• Página
Rey de la taifa de Almería. Conocido por al-Mutasim bilá, es decir «aquel que busca la protección de Dios», formó parte de una dinastía que llegó a Almería de manera azarosa. Cuando Zuhayr murió en el campo de batalla, los notables de Almería eligieron a un miembro de la familia Banú Ramîmî para dirigir los destinos de la ciudad. Pero la influencia de los eslavos (traídos de Europa oriental y formados para desempeñar los más altos puestos de la administración y del ejército califal) aún era fuerte. Así que, al poco, tomó el poder el rey de Valencia, Abd al-Aziz al-Mansur, hijo de Sanchuelo y nieto de Almanzor, que, según algunos autores, se apropió del tesoro público dejando a su cuñado Abú l-Ahwas Man como gobernador (1041). Al proceder de una familia árabe, que había alcanzado gran notoriedad en el valle del Ebro (Tudela) hasta su reciente expulsión, las aspiraciones de Man eran superiores. Así que aprovechó la rebelión de Lorca, Játiva y Jódar contra al- Mansur para proclamar su independencia (rayab del 443, 24-II a 5-III-1042).
Ibn Sumadih no exhibió los atributos de la soberanía, pero preparó el camino para implantar una dinastía aprovechando una revuelta. Su hijo, el famoso al-Mu’tasim, se declaró rey de Almería desde 1054, inaugurando el periodo más largo de estabilidad en un siglo convulso. La imagen de al-Mu’tasim como un monarca despreocupado por los asuntos de Estado, absorto en veladas literarias y ansioso por procurar el bienestar de sus súbditos, nos la trasmiten los beneficiarios de su generosidad y los historiadores románticos que, exclusivamente, se basan en ellas para trazar el perfil de la época. Ciertamente, las veladas literarias hicieron famoso a Ibn Sumadih, pero esta actitud bohemia y poco virtuosa debió provocar la censura de los doctores en la ley musulmana y la indignación del pueblo. Desde luego, es sorprendente la riqueza temática y variedad compositiva de la literatura producida en aquella corte literaria, que va desde la poesía más complicada a las populares moaxajas, la contribución más novedosa de la lírica andalusí, en la que destacó el malagueño Abbada al- Qazzaz.

• Datos sin procesar
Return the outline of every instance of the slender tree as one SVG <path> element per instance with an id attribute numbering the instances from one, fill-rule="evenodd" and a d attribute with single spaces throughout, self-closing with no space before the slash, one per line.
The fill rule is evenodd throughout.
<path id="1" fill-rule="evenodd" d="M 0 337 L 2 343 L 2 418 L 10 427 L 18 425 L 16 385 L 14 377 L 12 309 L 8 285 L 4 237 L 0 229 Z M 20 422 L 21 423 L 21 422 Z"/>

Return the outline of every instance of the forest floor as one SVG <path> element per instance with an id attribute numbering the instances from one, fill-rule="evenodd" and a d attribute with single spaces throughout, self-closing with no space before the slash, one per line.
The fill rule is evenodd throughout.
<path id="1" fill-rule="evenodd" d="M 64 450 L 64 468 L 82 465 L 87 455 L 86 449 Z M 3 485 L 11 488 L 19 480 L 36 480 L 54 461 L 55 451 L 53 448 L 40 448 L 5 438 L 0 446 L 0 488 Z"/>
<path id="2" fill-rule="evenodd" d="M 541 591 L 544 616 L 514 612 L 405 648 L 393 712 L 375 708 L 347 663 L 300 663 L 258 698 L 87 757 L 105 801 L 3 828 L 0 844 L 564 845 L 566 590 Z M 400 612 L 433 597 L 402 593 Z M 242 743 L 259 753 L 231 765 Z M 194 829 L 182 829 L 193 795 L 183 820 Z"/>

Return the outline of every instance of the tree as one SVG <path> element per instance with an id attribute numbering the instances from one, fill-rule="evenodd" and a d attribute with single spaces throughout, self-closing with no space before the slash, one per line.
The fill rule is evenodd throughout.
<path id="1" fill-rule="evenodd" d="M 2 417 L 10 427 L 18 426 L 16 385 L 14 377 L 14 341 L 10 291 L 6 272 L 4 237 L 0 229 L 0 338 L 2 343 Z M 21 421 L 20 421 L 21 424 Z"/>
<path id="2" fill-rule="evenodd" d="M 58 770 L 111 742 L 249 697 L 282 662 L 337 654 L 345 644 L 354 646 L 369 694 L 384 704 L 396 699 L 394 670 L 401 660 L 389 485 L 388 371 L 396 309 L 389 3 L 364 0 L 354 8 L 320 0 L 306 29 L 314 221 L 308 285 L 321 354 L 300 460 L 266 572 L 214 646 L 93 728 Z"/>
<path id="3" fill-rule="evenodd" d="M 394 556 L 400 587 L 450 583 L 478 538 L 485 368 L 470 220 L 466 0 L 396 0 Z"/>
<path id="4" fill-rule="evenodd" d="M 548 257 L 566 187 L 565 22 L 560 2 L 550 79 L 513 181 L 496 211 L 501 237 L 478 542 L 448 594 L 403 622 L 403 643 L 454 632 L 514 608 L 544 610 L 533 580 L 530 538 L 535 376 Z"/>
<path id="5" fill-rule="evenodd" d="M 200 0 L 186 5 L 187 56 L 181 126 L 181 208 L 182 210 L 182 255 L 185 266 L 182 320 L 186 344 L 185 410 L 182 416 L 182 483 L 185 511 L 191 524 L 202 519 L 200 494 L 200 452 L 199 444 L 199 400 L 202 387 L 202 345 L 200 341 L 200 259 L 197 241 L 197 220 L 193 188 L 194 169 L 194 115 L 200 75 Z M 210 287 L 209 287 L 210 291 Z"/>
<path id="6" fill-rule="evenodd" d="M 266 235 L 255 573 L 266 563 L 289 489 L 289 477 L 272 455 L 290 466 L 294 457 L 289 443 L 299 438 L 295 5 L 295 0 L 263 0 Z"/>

• Tarea propuesta
Sigue escribiendo la página sobre el rey de la taifa de Almería a partir de su última frase.

• Respuesta correcta
Además, el rey contó con un geógrafo de Huelva, Abú Ubaid al-Bakrí (1040-1094), que fue su primer ministro; y con Al-Tignarí, uno de los mayores expertos agrónomos de su tiempo, que realizó diversas experiencias de introducción de cultivos en Almería y, probablemente, diseñara algunas máquinas hidráulicas; el antólogo Al-Fath Ibn Chaqan; el lexicógrafo Abu Galib y los poetas Al-Hadad, Ibn Saraf (1052- 1132) y Abú-l-Walid. Su visir fue Abú Asbag Ibn al Arqam, también poeta. De igual modo, Abú-l-Abbás Al-Udri (1003-1085), geógrafo e historiador, disfrutó de la protección del Rey.
Al-Mu’tasim, además, emprendió diversas obras públicas que constituyen un verdadero programa dinástico para prestigiar a la monarquía con todos sus atributos de poder. De esta manera mandó levantar diversos palacios como la Sumadihiyya, “sorprendentemente hermosa”, situada en las inmediaciones de la ciudad, de los palacios y defensas de “su Alcazaba inexpugnable”, según nos dice Ibn Jáqan, a la que dotó de un abasto adicional de agua derivado del canal conducido a la mezquita mayor (1066).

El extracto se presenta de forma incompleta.